Your task - Pick up the news passage about the disputed mine near Narsaq, Greenland, after its last sentence, and carry it on in the same style.

Exercise passage -
Speaking to Sky News, political scientist and Professor at the University of Greenland, Rasmus Neilson, explained the implications for the territory going forwards.
Speaking via video link Professor Neilson explained the mine in question is located just seven kilometres from the town of Narsaq and despite the potential income mining could bring to Greenland, several parties had been sceptical of the mine for decades.
The mine itself has “divided the citizens and also the politicians, mainly because there’s farming in southern Greenland and a lot of fisheries.”
Professor Neilson said: “More than 90 percent of the exports are in fisheries and other tourism, so the pristine landscape of Greenland…they are afraid it [mining] would kill that area.”
He added: “People had to move because of radioactive pollution and dust etc.”
When asked if this issue could come up in the future, particularly due to the money it could make for Greenland Professor Neilson said: “There is a time-out on the project because IA won the election, and it has been clear for many years they are opposing this particular project – not mining per se.

Recorded information -

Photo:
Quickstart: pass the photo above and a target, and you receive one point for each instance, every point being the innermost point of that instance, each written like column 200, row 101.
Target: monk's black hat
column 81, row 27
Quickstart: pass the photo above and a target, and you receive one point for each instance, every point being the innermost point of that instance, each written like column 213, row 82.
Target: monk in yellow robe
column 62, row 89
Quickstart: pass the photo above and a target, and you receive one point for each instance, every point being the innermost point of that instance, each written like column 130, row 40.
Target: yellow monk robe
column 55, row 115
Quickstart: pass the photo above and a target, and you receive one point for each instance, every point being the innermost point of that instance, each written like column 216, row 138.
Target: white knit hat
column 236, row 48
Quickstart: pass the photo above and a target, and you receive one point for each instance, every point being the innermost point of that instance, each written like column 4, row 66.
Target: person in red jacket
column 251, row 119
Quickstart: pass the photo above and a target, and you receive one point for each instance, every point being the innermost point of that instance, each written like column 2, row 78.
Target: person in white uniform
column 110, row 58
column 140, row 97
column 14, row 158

Task response -
“So the Australian company Greenland minerals just have to sit it out wait for if there is another political majority within the next three to four years or whenever that happens.
He continued: “In the near future it’s not going to happen, that’s very clear from the outcome of the election last night.”
This could also have knock-on effects for Greenland in terms of independence from Denmark, however, Professor Neilson stressed independence is a “slow-motion target”.
He added: “Most politicians agree independence is something that we are working on, but the time schedule is heavily abstract and that won’t change.”